___ KUTIPAN TEKS

Aturan yang diuji di antaranya Pasal 107 ayat (1) UU 10/2016 yang berbunyi "Pasangan Calon Bupati dan Calon Wakil Bupati serta pasangan Calon Walikota dan Calon Wakil Walikota yang memperoleh suara terbanyak ditetapkan sebagai pasangan Calon Bupati dan Calon Wakil Bupati terpilih serta pasangan Calon Walikota dan Calon Wakil Walikota terpilih".
Pemohon juga menguji Pasal 109 ayat (1) UU 10/2016 yang berbunyi “Pasangan Calon Gubernur dan Calon Wakil Gubernur yang memperoleh suara terbanyak ditetapkan sebagai pasangan Calon Gubernur dan Calon Wakil Gubernur terpilih”.
Pemohon pun menyoroti sejumlah ketentuan yang sempat berlaku mengenai syarat memenangkan pilkada dan mengalami berbagai perubahan. Seperti contoh, yang diatur dalam UU Nomor 12 Tahun 2008, di mana paslon kepala daerah harus memperoleh suara lebih besar dari 50 persen untuk dapat ditetapkan sebagai paslon terpilih. Namun jika tidak terpenuhi dan terdapat pasangan calon yang memperoleh suara lebih dari 30 persen, maka paslon tersebut dapat dinyatakan sebagai paslon terpilih. Jika tidak terdapat pasangan calon yang memperoleh suara lebih dari 30 persen, maka dilakukan pemilihan putaran kedua.
Ketentuan tersebut juga berubah kembali pada UU Nomor 1 Tahun 2015 yaitu paslon kepala daerah harus memperoleh suara lebih besar dari 30 persen untuk dapat ditetapkan sebagai pasangan calon terpilih. Jika tidak ada pasangan calon yang memperoleh suara lebih dari 30 persen, maka dilakukan pemilihan putaran kedua yang diikuti calon peraih suara terbanyak pertama dan kedua pada putaran pertama.
Kemudian pada UU Nomor 8 Tahun 2015, sudah tidak ada lagi ketentuan besaran syarat perolehan suara minimal untuk ditetapkan sebagai paslon terpilih dan paslon yang memperoleh suara terbanyak terlepas dari besaran perolehan suaranya otomatis akan ditetapkan sebagai paslon terpilih. Menurut para pemohon, ketentuan tersebut diubah tanpa adanya parameter yang jelas sehingga merupakan bentuk ketidakpastian hukum yang adil dan juga bentuk kemunduran demokrasi.

______

Ulangi dengan tepat bagian teks tentang syarat kemenangan pilkada, semuanya mulai dari "Kemudian pada UU" terus ke bawah sampai "bentuk kemunduran demokrasi.". Data yang menyusul tidak digunakan dalam pengerjaan ini.

___ KUMPULAN DATA

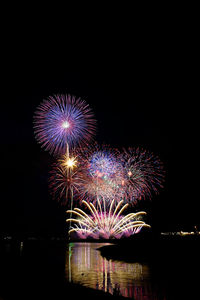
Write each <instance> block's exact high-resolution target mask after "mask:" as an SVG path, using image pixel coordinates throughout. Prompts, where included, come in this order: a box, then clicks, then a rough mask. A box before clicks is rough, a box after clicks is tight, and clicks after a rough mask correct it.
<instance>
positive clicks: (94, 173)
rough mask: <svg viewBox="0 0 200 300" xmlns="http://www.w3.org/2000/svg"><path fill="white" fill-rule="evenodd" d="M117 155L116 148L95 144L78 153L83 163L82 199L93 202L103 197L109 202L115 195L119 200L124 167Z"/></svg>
mask: <svg viewBox="0 0 200 300" xmlns="http://www.w3.org/2000/svg"><path fill="white" fill-rule="evenodd" d="M118 155H119V153H118V151H117V150H116V149H111V148H109V146H107V145H103V146H99V145H97V144H95V145H93V146H92V147H90V148H88V149H87V150H86V151H83V152H82V153H81V154H80V157H81V158H80V160H81V162H82V165H83V168H82V175H81V181H80V193H81V197H82V199H83V198H84V199H87V200H88V201H94V202H95V201H96V200H97V199H102V198H104V199H105V200H107V201H108V202H110V201H111V200H112V198H113V197H115V199H116V200H118V201H120V200H121V199H120V197H122V191H123V189H122V188H121V187H122V186H123V182H124V169H123V166H122V164H121V163H120V161H119V160H118Z"/></svg>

______

JAWABAN:
Kemudian pada UU Nomor 8 Tahun 2015, sudah tidak ada lagi ketentuan besaran syarat perolehan suara minimal untuk ditetapkan sebagai paslon terpilih dan paslon yang memperoleh suara terbanyak terlepas dari besaran perolehan suaranya otomatis akan ditetapkan sebagai paslon terpilih. Menurut para pemohon, ketentuan tersebut diubah tanpa adanya parameter yang jelas sehingga merupakan bentuk ketidakpastian hukum yang adil dan juga bentuk kemunduran demokrasi.